======== Given passage ========

He said Secretary of State Mike Pompeo will likely discuss that proposal with the North Koreans soon. The Financial Times reported that Pompeo was due to visit North Korea this week but the State Department has not confirmed any travel plans.
Some experts disputed Bolton's optimistic time frame.
"It would be physically possible to dismantle the bulk of North Korea’s programs within a year," said Thomas Countryman, the State Department's top arms control officer under President Barack Obama.
"I do not believe it would be possible to verify full dismantlement within a year, nor have I yet seen evidence of a firm DPRK decision to undertake full dismantlement."
North Korea is completing a major expansion of a key missile-manufacturing plant, the Wall Street Journal reported on Sunday, citing researchers who have examined new satellite imagery from San Francisco-based Planet Labs Inc.
Images analyzed by the Middlebury Institute of International Studies at Monterey, California shows that North Korea was finishing construction on the exterior of the plant around the time North Korean leader Kim Jong Un met with U.S. President Donald Trump in Singapore in June, the report said.
The Chemical Material Institute in Hamhung makes solid-fuel ballistic missiles, which could allow North Korean to transport and launch a missile more quickly, compared to a liquid-fuel system that requires lengthy preparation.

========

[Problem to solve]:
Return the passage on North Korea's weapons programs in full, word for word. The listing that follows was drawn from a separate source.

======== Data provided ========

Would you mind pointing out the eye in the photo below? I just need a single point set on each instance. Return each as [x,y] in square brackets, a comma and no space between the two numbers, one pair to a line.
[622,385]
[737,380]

========
======== Data provided ========

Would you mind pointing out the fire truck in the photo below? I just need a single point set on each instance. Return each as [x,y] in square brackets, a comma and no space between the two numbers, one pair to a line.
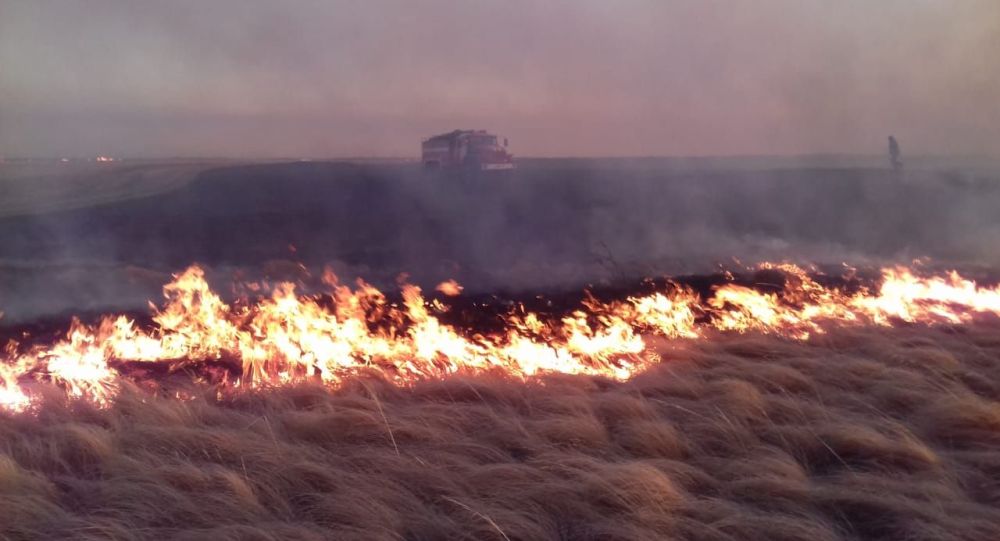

========

[Answer to the task]:
He said Secretary of State Mike Pompeo will likely discuss that proposal with the North Koreans soon. The Financial Times reported that Pompeo was due to visit North Korea this week but the State Department has not confirmed any travel plans.
Some experts disputed Bolton's optimistic time frame.
"It would be physically possible to dismantle the bulk of North Korea’s programs within a year," said Thomas Countryman, the State Department's top arms control officer under President Barack Obama.
"I do not believe it would be possible to verify full dismantlement within a year, nor have I yet seen evidence of a firm DPRK decision to undertake full dismantlement."
North Korea is completing a major expansion of a key missile-manufacturing plant, the Wall Street Journal reported on Sunday, citing researchers who have examined new satellite imagery from San Francisco-based Planet Labs Inc.
Images analyzed by the Middlebury Institute of International Studies at Monterey, California shows that North Korea was finishing construction on the exterior of the plant around the time North Korean leader Kim Jong Un met with U.S. President Donald Trump in Singapore in June, the report said.
The Chemical Material Institute in Hamhung makes solid-fuel ballistic missiles, which could allow North Korean to transport and launch a missile more quickly, compared to a liquid-fuel system that requires lengthy preparation.